Exercise objective> Copy the rows from the line with "Records indicate the distant" to the line with "186;53;209;60", substituting "corner positions" for each "box coordinates" and changing nothing else.

··· Given data

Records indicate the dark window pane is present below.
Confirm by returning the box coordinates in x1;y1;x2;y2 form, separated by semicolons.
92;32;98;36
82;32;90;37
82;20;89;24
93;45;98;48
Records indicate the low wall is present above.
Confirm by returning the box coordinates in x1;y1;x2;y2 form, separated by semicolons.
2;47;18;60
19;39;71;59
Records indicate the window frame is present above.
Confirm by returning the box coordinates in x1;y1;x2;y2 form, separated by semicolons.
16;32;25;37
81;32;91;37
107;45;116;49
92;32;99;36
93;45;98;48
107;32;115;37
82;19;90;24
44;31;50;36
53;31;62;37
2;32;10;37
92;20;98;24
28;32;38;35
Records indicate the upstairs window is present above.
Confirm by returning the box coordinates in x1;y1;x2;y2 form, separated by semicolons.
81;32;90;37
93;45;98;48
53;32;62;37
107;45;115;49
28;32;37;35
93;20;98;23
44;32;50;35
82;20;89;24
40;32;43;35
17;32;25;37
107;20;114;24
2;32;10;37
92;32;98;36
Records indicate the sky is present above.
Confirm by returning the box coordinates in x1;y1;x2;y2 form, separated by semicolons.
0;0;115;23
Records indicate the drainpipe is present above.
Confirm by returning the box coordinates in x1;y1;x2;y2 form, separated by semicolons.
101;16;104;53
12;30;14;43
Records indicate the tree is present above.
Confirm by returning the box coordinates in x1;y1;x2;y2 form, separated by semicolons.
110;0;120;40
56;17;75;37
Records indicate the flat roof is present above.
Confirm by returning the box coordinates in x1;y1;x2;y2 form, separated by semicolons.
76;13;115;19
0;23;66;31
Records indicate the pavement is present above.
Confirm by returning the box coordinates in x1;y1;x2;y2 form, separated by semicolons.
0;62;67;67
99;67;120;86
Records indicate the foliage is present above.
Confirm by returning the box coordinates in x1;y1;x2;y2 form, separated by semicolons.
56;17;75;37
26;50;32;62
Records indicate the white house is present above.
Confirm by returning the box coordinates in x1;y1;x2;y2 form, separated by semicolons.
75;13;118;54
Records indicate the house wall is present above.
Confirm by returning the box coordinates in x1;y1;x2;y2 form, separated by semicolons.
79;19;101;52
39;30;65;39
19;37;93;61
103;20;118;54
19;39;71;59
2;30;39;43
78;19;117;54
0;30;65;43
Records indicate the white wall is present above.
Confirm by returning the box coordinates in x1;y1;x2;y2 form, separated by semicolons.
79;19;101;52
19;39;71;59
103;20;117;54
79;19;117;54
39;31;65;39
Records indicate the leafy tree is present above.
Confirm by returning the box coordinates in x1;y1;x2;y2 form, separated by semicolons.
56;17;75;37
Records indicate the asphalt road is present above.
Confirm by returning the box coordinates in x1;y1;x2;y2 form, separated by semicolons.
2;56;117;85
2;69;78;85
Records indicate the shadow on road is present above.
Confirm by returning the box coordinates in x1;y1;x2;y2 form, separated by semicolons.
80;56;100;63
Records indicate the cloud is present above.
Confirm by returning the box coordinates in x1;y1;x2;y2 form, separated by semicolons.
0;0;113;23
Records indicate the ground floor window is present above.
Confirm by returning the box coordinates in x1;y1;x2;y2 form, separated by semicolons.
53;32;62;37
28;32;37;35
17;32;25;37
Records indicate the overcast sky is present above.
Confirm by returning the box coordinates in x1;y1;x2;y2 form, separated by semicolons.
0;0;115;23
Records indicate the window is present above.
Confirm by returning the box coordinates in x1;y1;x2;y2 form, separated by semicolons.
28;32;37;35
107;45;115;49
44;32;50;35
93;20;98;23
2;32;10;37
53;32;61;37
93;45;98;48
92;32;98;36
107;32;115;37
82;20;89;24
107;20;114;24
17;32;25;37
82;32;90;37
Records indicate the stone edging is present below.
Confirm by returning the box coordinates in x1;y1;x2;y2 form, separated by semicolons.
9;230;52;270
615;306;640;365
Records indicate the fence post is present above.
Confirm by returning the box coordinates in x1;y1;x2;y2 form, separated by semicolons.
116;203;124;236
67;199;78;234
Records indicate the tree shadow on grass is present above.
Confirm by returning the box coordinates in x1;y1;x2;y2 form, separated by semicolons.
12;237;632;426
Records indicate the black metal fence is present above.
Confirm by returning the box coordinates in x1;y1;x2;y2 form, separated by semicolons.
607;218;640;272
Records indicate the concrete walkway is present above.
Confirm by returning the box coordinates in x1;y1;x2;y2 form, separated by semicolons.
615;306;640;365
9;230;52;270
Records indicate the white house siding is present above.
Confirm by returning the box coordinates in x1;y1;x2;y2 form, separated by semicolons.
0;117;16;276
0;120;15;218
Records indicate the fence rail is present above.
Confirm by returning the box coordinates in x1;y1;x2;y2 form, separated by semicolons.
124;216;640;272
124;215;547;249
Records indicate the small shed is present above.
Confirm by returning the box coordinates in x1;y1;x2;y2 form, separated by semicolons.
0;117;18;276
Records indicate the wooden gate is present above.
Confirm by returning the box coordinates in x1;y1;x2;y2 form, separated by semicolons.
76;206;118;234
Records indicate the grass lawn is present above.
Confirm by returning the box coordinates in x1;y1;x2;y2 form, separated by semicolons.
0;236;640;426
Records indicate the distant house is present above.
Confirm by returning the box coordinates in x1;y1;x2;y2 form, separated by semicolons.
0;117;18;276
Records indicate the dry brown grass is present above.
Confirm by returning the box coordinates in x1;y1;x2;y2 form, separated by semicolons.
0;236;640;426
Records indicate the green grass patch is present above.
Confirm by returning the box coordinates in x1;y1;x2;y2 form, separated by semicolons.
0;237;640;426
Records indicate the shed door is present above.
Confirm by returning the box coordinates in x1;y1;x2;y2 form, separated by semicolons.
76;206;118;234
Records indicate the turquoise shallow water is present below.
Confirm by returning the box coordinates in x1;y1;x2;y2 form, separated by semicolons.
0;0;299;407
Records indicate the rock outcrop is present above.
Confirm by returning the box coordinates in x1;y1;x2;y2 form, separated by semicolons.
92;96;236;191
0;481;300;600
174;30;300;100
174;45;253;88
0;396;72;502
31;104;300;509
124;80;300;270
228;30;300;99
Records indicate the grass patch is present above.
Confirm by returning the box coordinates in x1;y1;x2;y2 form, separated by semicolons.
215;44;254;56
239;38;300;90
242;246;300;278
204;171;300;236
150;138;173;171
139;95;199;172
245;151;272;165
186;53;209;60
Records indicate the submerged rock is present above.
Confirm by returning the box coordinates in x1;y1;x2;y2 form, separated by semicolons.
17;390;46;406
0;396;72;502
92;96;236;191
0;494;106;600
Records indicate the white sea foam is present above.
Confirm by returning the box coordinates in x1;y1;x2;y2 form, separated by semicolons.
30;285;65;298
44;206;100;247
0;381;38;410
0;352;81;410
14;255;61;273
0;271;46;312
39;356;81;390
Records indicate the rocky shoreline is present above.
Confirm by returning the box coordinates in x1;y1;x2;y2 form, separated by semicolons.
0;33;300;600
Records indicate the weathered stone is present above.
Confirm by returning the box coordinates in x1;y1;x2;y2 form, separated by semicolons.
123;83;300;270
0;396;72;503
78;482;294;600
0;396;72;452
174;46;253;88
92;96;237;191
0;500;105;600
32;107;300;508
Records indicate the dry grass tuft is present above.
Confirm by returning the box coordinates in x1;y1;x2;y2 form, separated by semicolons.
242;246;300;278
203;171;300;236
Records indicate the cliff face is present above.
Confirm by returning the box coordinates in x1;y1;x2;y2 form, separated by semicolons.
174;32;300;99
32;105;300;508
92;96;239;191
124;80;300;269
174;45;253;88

······

Exercise solution>
Records indicate the distant house is present above.
Confirm by returning the corner positions in x1;y1;x2;y2 form, separated by semicolons.
0;117;18;276
Records indicate the dry brown grass is present above.
Confirm by returning the corner positions in x1;y1;x2;y2 form, separated by semicolons.
0;236;640;426
Records indicate the green grass patch is present above.
Confirm by returning the corner positions in x1;y1;x2;y2 form, separated by semicolons.
0;237;640;426
Records indicate the shed door is present above.
Confirm by returning the corner positions in x1;y1;x2;y2 form, separated by semicolons.
76;206;118;234
Records indicate the turquoise shallow water is present below.
Confirm by returning the corner positions in x1;y1;x2;y2 form, separated by semicolons.
0;0;299;407
Records indicate the rock outcrop is present above.
Confirm by returning the corner positions in x1;y1;x2;y2 form, separated by semicolons.
92;96;236;191
0;481;300;600
174;30;300;100
174;45;253;88
0;396;72;502
31;104;300;509
124;80;300;270
228;30;300;99
Records indicate the grass patch is present above.
Confirm by returning the corner positions in x1;y1;x2;y2 form, separated by semicolons.
215;44;254;56
239;38;300;90
242;246;300;278
204;171;300;236
150;138;173;171
139;95;199;172
245;151;272;165
186;53;209;60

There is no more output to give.